[[ Entries supplied, beginning ]]
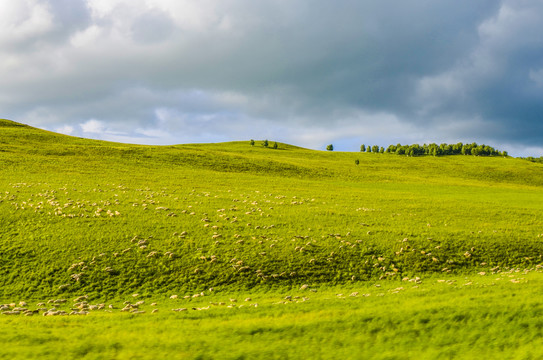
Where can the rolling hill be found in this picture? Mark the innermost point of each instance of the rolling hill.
(86, 216)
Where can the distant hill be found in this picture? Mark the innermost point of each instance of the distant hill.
(87, 216)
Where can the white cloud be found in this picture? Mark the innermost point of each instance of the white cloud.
(93, 126)
(23, 20)
(66, 129)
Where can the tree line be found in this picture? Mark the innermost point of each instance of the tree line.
(436, 150)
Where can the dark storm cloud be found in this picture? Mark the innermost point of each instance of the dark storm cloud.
(308, 72)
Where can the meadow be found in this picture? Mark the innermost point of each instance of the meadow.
(442, 255)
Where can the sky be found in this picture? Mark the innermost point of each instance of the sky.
(305, 72)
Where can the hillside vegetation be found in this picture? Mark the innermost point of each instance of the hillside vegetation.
(81, 216)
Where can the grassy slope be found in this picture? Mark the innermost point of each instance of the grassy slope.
(252, 216)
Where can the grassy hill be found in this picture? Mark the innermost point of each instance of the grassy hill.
(109, 219)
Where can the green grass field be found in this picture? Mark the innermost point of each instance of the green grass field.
(105, 220)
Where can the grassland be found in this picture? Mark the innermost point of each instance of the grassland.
(107, 220)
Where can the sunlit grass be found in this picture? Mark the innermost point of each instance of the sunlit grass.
(82, 217)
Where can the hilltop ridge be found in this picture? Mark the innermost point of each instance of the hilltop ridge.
(88, 216)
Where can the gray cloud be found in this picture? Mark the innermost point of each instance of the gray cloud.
(308, 72)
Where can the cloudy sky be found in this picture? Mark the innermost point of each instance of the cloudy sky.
(306, 72)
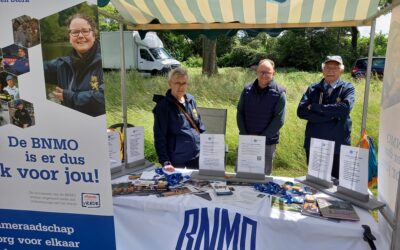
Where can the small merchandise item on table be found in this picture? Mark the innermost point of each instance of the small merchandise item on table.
(161, 183)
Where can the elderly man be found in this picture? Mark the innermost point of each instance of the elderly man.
(326, 106)
(177, 124)
(261, 109)
(11, 89)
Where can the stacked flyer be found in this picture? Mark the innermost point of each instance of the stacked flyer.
(329, 208)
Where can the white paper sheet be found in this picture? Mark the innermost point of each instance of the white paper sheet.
(354, 168)
(114, 144)
(321, 158)
(135, 144)
(212, 152)
(251, 154)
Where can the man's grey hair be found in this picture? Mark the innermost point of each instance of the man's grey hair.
(340, 65)
(177, 72)
(266, 60)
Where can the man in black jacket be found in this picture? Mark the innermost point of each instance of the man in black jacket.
(261, 109)
(177, 124)
(326, 106)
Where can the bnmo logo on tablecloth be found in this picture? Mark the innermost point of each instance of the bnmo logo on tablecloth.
(201, 232)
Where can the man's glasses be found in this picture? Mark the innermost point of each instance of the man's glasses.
(75, 33)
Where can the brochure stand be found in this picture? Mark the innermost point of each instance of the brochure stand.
(353, 174)
(318, 181)
(212, 155)
(209, 172)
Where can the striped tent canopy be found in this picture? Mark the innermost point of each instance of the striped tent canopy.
(244, 14)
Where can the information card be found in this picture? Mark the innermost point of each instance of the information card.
(321, 158)
(114, 146)
(212, 152)
(354, 168)
(135, 144)
(251, 154)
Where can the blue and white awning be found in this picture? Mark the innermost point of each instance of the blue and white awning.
(212, 14)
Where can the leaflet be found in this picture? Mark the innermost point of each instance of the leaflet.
(212, 152)
(354, 168)
(251, 154)
(135, 144)
(321, 158)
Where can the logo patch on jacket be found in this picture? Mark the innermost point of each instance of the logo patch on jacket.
(195, 114)
(94, 83)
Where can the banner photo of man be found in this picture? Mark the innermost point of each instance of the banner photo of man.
(55, 178)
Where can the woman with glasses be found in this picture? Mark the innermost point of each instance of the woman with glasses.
(79, 76)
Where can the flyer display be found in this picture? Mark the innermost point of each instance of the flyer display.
(321, 158)
(251, 154)
(135, 145)
(54, 165)
(212, 150)
(353, 172)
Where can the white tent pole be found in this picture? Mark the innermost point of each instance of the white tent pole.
(123, 90)
(395, 241)
(368, 76)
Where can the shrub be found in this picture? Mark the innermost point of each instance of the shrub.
(193, 62)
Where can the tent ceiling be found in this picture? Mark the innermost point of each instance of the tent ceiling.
(243, 14)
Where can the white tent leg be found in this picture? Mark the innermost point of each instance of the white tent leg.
(368, 76)
(123, 90)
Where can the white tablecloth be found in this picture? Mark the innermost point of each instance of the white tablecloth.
(191, 222)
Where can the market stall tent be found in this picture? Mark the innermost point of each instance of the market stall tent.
(251, 14)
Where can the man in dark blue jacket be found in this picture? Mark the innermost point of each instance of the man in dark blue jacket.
(177, 124)
(326, 106)
(261, 109)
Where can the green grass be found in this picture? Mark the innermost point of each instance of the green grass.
(223, 91)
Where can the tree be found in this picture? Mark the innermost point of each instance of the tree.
(209, 56)
(106, 23)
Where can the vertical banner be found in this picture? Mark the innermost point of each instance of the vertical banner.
(389, 133)
(54, 169)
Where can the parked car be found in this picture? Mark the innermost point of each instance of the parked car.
(360, 67)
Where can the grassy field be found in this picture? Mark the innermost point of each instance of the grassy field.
(223, 91)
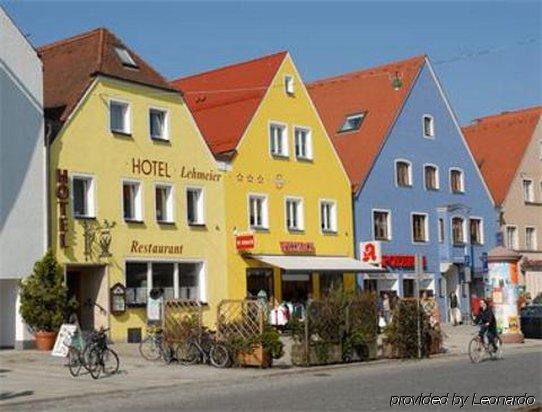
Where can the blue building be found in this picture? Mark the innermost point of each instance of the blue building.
(416, 187)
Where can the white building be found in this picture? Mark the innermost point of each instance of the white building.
(22, 174)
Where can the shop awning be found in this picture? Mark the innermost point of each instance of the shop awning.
(316, 263)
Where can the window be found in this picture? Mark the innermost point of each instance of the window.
(289, 84)
(382, 225)
(419, 227)
(303, 143)
(125, 57)
(352, 122)
(158, 124)
(328, 216)
(257, 205)
(164, 203)
(194, 206)
(441, 230)
(476, 231)
(83, 196)
(294, 214)
(278, 140)
(458, 231)
(403, 173)
(530, 238)
(132, 204)
(119, 117)
(431, 177)
(511, 237)
(528, 190)
(428, 126)
(456, 181)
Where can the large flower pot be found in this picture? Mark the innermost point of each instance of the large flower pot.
(45, 340)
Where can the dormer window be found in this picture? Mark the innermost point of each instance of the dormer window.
(125, 57)
(352, 122)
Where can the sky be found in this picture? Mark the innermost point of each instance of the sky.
(488, 55)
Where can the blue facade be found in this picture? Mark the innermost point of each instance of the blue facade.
(446, 150)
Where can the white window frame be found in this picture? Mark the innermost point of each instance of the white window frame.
(127, 116)
(432, 127)
(170, 203)
(389, 220)
(334, 216)
(528, 197)
(457, 169)
(300, 213)
(395, 174)
(289, 84)
(426, 229)
(91, 195)
(482, 230)
(285, 140)
(437, 177)
(308, 141)
(165, 137)
(515, 246)
(265, 211)
(464, 230)
(138, 200)
(535, 238)
(200, 206)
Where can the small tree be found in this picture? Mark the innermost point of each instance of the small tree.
(44, 300)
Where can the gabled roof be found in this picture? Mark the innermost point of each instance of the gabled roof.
(70, 66)
(370, 91)
(223, 101)
(498, 143)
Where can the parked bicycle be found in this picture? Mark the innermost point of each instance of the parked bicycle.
(203, 348)
(100, 358)
(479, 348)
(154, 346)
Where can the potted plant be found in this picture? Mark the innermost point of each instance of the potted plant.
(44, 301)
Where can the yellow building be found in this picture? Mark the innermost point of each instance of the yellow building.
(136, 200)
(287, 197)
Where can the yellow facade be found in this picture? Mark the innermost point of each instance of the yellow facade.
(255, 171)
(86, 146)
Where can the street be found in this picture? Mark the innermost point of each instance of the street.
(366, 386)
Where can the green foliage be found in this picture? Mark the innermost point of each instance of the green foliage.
(44, 301)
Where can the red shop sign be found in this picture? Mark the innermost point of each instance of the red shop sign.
(302, 248)
(245, 241)
(401, 261)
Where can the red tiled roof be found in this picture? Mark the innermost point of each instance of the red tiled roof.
(224, 100)
(498, 143)
(70, 65)
(369, 91)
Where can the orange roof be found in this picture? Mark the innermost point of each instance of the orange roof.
(224, 100)
(70, 65)
(498, 143)
(370, 91)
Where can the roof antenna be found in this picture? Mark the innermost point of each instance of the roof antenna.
(397, 83)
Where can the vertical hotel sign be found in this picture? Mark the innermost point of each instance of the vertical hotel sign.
(63, 196)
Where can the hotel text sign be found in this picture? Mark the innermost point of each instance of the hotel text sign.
(63, 196)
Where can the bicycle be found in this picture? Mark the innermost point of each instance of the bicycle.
(479, 347)
(204, 349)
(100, 357)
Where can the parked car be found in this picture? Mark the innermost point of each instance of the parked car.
(531, 321)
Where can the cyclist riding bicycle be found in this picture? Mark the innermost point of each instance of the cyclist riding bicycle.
(488, 324)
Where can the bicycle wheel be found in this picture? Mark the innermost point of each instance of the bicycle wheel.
(94, 362)
(188, 354)
(219, 355)
(476, 350)
(110, 362)
(149, 348)
(75, 362)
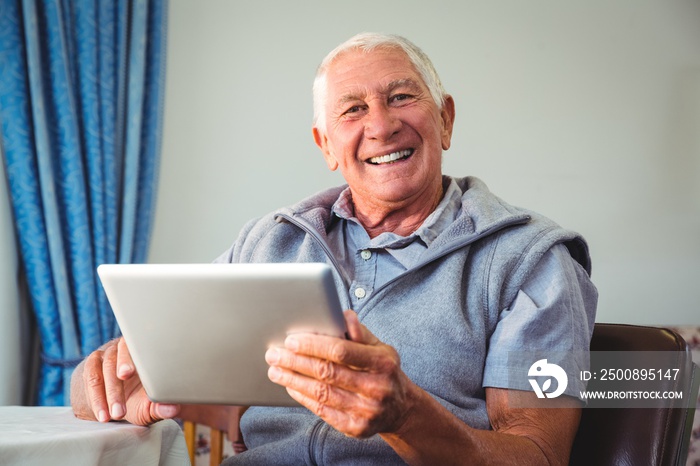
[[ Entries supplied, end ]]
Exercise =
"Where can the cyclist" marks the first line to be returned; return exactly that line and every line after it through the last line of the listing, omitting pictures.

The answer =
Where can the cyclist riding bicycle be found in this picture? Mark the innermost point of each instance of the cyclist riding bicycle.
(488, 324)
Where can the bicycle wheel be found in this picture? Mark the innermost point of each instance of the bicycle wheel.
(94, 362)
(188, 354)
(219, 355)
(476, 350)
(110, 362)
(149, 348)
(75, 362)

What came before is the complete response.